◆ Exercise
Update the material from the line with "Mark every instance of the oven door" through the end of the material, replacing "oven door" with "oven window" and leaving everything else unchanged.

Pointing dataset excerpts
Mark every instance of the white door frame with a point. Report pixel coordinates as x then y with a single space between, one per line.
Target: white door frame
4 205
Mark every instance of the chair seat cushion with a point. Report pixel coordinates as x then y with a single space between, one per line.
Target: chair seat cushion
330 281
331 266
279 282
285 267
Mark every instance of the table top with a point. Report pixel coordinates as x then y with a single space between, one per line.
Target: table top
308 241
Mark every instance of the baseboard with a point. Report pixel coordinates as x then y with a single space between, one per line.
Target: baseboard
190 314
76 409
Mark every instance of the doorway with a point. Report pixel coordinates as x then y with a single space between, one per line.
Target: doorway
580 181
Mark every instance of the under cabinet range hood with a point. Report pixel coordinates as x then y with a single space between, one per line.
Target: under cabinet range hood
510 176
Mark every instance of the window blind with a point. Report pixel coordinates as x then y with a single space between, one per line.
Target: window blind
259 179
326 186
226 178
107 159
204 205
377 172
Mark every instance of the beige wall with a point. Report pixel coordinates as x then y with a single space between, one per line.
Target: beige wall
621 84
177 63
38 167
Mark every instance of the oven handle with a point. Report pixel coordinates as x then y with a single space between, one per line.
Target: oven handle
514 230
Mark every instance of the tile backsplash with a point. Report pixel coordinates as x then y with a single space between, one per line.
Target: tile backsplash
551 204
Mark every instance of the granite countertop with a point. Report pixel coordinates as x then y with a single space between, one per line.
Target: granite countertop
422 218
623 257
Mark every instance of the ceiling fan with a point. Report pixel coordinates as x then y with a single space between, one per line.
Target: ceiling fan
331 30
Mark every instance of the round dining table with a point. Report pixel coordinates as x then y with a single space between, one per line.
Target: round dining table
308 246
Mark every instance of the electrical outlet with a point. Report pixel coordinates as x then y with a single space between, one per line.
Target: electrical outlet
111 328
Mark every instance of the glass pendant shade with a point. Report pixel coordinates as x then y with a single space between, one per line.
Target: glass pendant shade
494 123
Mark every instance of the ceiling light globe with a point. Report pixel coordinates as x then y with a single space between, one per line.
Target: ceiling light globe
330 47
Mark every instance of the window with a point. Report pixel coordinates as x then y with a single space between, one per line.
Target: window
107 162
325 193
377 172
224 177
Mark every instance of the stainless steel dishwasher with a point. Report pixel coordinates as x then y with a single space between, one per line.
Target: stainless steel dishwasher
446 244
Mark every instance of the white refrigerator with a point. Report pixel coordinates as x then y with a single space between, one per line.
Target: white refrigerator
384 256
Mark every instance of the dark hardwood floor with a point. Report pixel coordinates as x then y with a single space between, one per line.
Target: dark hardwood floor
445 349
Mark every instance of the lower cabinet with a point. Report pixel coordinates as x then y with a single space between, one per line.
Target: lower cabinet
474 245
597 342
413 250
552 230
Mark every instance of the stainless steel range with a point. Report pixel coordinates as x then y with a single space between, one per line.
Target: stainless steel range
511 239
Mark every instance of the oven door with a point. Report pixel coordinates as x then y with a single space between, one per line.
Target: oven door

◆ Written answer
Mark every instance of the oven window with a point. Report pixel coordinates as x then y with a single space between, one per line.
Target: oven window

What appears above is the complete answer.